▶ _RECORDS FOR THIS EXERCISE_:

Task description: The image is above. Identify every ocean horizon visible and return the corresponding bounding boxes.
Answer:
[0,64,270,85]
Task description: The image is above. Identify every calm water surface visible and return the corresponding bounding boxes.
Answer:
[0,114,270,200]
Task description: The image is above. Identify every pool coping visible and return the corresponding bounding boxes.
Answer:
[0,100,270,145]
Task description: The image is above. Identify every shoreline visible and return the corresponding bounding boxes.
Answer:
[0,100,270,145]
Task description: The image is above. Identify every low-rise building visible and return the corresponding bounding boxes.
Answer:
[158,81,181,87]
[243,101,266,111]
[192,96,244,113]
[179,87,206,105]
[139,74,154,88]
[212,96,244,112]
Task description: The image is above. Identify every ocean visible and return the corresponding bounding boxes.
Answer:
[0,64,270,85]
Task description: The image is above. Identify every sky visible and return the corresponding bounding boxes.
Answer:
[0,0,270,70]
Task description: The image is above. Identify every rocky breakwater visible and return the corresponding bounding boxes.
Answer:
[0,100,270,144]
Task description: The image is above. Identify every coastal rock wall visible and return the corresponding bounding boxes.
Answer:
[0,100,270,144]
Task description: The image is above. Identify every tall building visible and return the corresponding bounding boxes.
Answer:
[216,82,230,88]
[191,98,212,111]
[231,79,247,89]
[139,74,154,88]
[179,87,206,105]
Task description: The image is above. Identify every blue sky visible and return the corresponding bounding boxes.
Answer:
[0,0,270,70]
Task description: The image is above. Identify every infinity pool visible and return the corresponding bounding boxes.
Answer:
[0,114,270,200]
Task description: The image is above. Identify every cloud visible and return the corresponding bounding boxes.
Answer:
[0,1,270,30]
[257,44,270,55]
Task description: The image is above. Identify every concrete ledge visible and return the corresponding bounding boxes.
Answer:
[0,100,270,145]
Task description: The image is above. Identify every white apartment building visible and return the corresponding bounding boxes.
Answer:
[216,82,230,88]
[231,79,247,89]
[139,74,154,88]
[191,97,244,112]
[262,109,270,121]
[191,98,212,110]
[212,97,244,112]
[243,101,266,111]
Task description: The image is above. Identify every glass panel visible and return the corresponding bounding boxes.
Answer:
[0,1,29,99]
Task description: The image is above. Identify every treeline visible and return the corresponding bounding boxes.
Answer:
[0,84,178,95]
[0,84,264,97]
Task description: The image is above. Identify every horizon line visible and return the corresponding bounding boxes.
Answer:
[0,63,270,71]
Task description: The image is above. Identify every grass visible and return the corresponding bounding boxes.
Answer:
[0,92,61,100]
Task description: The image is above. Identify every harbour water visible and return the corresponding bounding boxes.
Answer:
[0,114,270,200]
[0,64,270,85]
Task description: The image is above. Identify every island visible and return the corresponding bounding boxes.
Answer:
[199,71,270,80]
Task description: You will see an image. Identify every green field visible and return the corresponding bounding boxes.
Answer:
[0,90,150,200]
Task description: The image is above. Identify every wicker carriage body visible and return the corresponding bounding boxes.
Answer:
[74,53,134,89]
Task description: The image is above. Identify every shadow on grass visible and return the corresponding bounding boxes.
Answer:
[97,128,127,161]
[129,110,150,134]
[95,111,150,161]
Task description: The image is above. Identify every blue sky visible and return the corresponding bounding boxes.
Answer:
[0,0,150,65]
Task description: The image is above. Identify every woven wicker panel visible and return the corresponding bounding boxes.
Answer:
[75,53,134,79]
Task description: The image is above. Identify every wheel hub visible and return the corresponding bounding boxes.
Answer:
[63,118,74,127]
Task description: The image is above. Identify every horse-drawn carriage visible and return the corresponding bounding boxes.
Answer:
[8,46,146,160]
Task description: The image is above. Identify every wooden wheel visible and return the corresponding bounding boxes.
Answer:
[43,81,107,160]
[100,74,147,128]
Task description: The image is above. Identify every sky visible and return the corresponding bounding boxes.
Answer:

▶ _PROBLEM STATEMENT_: From the listing above, pull out every line in which the string "horizon" appears.

▶ _EXPECTED OUTPUT_:
Task description: The image is above. Identify every ocean horizon visible and return the corresponding bounding boxes.
Task description: The image is above. Identify every horizon line visible and return the corresponding bounding boxes.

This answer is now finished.